#### Sumber ####

![]() |
Dok, foto; Kombes Pol Bhakti Eri Nurmansyah saat konferensi pers penetapan tersangka korupsi PT SPR di Gedung Bareskrim Polri, Jakarta. Selasa (21/10/2025). |
MSRI, JAKARTA - Korps Pemberantasan Tindak Pidana Korupsi (Kortastipidkor) Polri menetapkan dua orang pejabat PT SPR, Badan Usaha Milik Daerah (BUMD) milik Pemerintah Provinsi Riau, sebagai tersangka dalam kasus dugaan korupsi pengelolaan keuangan perusahaan yang berkaitan dengan operasional Blok Migas Langgak. Nilai kerugian negara akibat praktik korupsi tersebut ditaksir mencapai Rp33,29 miliar dan USD 3.000.
Penetapan ini disampaikan langsung oleh Wakil Direktur Penindakan Kortastipidkor Polri, Kombes Pol Bhakti Eri Nurmansyah, S.I.K., M.Si., dalam konferensi pers di Gedung Bareskrim Polri, Jakarta, Selasa (21/10/2025).

#### Informasi yang Diberikan ####

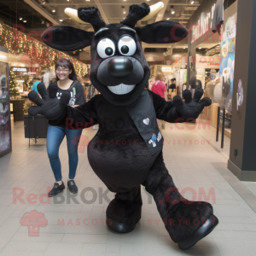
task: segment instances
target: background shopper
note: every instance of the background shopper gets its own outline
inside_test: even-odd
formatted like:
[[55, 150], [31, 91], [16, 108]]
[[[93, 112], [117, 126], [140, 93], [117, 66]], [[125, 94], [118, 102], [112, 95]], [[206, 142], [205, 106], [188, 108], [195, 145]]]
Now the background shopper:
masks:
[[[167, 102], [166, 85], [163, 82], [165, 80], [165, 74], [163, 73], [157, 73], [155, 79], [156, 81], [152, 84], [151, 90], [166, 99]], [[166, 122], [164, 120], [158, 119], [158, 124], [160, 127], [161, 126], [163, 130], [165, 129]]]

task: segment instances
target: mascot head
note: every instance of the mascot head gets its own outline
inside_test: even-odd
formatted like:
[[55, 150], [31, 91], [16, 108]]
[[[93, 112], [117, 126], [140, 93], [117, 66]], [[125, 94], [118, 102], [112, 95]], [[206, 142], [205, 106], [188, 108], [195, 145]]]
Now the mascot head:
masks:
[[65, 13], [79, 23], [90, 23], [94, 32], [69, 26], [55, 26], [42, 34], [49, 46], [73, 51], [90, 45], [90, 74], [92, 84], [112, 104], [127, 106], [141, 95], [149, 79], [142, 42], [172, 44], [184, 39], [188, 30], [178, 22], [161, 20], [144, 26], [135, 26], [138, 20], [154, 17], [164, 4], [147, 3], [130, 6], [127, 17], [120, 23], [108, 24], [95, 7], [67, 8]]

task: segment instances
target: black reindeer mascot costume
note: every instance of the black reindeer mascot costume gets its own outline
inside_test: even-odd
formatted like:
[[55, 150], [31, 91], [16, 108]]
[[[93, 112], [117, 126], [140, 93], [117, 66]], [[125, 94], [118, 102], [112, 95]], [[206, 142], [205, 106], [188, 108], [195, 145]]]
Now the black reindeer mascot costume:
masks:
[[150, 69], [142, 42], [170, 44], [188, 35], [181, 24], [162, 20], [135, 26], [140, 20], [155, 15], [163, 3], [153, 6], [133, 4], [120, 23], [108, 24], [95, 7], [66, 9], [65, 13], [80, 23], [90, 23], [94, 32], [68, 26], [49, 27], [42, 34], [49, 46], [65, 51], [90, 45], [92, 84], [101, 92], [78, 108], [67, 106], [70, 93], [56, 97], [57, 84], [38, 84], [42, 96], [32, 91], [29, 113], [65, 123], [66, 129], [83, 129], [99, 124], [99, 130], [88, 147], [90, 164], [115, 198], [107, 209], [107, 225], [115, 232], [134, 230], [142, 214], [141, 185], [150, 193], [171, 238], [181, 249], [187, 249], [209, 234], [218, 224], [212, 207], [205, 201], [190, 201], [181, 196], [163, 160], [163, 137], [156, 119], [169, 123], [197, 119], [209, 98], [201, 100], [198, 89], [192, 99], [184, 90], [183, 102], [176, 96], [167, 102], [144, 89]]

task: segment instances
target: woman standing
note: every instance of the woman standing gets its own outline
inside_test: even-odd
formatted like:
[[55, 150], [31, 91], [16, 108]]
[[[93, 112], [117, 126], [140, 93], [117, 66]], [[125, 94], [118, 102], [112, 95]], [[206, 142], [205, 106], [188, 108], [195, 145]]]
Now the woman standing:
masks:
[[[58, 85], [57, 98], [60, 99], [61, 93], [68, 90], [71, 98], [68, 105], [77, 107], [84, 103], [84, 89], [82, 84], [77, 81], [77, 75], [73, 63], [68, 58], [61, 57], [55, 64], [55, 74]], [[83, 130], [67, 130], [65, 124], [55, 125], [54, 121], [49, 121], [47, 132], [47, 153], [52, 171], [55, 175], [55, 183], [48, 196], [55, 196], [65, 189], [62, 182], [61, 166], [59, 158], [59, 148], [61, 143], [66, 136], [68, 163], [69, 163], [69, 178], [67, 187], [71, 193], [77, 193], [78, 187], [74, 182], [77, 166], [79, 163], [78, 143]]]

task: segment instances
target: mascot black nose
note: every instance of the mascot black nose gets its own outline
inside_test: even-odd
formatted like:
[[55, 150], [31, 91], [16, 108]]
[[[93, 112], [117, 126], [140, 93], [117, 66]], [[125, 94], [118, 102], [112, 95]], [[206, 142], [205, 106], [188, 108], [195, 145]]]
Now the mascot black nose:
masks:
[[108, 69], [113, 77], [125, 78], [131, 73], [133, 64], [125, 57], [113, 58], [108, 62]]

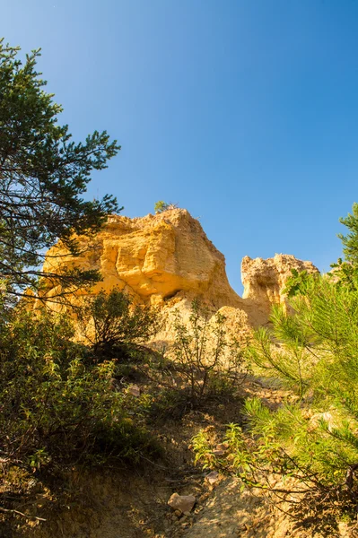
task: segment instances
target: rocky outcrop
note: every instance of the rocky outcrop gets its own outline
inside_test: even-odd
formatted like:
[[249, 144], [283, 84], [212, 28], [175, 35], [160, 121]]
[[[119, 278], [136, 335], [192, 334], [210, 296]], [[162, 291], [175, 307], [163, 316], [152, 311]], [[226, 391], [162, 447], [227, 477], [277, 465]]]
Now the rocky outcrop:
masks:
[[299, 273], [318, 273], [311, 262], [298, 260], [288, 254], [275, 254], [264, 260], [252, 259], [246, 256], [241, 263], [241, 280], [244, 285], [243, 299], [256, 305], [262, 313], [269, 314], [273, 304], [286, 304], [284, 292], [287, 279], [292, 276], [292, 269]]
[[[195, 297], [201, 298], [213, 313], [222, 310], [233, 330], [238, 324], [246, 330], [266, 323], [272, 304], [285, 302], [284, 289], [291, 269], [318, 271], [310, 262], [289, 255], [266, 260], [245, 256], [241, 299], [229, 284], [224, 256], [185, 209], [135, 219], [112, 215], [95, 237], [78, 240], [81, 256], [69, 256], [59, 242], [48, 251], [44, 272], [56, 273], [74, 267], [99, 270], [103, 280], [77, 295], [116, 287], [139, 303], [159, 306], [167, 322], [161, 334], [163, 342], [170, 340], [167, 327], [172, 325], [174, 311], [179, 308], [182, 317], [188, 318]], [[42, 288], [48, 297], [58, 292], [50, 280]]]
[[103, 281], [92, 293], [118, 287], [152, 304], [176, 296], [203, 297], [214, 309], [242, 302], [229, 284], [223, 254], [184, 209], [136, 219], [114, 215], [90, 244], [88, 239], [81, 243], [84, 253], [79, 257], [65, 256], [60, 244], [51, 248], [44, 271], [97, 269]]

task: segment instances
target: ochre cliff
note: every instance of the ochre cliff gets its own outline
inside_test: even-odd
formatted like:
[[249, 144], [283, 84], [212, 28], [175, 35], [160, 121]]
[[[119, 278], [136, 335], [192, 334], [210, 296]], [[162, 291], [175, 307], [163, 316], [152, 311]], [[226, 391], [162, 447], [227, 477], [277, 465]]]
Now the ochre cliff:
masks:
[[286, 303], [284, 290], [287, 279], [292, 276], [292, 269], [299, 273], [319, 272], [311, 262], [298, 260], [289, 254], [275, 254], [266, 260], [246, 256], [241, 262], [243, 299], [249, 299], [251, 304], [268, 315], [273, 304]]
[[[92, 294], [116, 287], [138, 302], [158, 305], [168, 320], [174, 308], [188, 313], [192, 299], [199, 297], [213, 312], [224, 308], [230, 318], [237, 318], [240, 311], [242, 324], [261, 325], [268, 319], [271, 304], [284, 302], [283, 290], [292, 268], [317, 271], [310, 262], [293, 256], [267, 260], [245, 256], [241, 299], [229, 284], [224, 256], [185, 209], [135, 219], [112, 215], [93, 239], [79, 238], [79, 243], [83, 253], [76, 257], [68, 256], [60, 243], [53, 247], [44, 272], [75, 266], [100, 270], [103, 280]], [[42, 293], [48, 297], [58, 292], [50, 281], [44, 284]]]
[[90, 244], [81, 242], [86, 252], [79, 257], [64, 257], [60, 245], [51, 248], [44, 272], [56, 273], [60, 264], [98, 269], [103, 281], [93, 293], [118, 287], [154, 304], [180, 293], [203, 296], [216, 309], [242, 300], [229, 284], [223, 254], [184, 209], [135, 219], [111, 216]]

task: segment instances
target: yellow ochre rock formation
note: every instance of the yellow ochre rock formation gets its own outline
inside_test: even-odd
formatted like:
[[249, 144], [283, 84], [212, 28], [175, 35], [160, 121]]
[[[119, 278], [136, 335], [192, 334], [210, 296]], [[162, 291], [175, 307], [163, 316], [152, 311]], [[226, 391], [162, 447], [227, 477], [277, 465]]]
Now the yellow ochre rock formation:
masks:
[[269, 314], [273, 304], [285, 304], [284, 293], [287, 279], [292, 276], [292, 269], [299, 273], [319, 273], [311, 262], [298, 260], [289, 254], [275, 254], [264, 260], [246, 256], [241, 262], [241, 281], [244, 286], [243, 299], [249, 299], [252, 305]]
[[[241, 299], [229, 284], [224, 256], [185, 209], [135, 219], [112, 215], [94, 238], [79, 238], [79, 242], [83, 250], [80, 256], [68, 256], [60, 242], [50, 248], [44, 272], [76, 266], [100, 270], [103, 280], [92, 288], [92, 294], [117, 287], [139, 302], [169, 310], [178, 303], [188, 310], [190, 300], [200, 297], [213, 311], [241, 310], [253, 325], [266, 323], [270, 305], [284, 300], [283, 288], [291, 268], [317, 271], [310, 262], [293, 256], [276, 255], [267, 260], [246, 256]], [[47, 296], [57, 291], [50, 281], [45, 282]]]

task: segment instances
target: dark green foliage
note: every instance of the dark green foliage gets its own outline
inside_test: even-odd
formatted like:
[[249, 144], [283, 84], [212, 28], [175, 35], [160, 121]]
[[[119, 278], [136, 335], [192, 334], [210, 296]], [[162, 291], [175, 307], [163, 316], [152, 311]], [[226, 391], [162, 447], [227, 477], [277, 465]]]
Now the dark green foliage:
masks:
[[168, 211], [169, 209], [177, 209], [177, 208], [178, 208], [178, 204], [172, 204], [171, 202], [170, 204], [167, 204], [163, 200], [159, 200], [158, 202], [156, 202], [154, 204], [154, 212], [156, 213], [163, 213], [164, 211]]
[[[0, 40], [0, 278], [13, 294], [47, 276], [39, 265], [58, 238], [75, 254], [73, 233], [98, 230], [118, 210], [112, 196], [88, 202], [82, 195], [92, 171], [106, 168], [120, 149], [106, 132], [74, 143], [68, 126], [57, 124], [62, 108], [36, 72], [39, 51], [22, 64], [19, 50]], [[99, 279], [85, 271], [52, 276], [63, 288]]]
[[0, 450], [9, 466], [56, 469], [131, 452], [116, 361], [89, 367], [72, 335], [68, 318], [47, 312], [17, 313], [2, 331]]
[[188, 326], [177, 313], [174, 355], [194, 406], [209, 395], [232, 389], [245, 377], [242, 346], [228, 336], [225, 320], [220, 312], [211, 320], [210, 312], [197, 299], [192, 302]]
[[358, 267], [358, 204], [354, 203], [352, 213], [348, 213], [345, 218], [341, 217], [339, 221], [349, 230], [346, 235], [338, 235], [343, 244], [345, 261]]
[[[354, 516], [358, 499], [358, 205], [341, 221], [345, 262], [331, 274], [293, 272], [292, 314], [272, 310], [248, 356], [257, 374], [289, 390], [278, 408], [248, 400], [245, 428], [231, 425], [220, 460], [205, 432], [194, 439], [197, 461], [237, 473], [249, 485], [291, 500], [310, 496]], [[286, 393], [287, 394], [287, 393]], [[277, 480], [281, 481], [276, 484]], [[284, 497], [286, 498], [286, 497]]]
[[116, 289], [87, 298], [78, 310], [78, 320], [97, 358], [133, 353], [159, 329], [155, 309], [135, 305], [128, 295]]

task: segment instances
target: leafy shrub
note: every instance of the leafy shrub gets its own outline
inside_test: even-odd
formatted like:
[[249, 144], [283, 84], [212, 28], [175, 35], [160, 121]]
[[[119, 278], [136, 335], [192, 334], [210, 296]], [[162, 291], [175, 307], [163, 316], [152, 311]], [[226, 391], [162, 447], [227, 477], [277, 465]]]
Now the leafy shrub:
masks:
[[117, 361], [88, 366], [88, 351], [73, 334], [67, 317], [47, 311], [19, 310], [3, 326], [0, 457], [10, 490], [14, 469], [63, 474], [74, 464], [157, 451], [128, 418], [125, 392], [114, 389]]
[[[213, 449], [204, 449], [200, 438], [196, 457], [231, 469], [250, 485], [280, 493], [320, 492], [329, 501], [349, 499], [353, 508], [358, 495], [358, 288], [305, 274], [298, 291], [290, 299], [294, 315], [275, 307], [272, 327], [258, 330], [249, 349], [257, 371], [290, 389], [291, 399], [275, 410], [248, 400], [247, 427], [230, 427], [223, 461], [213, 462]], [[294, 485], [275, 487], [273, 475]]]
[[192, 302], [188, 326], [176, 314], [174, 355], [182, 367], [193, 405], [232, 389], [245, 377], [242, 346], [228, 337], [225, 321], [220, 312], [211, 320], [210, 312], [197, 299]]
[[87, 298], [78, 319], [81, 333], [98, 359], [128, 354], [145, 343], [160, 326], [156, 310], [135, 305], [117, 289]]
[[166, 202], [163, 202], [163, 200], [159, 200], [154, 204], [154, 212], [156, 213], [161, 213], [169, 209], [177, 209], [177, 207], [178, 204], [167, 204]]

####

▶ **Tujuan**
Cetak ulang seluruh berita tentang penetapan tersangka korupsi PT SPR tanpa mengubah satu karakter pun. Entri di atas tidak diperlukan di sini.

▶ **Jawaban Tugas**
![]() |
Dok, foto; Kombes Pol Bhakti Eri Nurmansyah saat konferensi pers penetapan tersangka korupsi PT SPR di Gedung Bareskrim Polri, Jakarta. Selasa (21/10/2025). |
MSRI, JAKARTA - Korps Pemberantasan Tindak Pidana Korupsi (Kortastipidkor) Polri menetapkan dua orang pejabat PT SPR, Badan Usaha Milik Daerah (BUMD) milik Pemerintah Provinsi Riau, sebagai tersangka dalam kasus dugaan korupsi pengelolaan keuangan perusahaan yang berkaitan dengan operasional Blok Migas Langgak. Nilai kerugian negara akibat praktik korupsi tersebut ditaksir mencapai Rp33,29 miliar dan USD 3.000.
Penetapan ini disampaikan langsung oleh Wakil Direktur Penindakan Kortastipidkor Polri, Kombes Pol Bhakti Eri Nurmansyah, S.I.K., M.Si., dalam konferensi pers di Gedung Bareskrim Polri, Jakarta, Selasa (21/10/2025).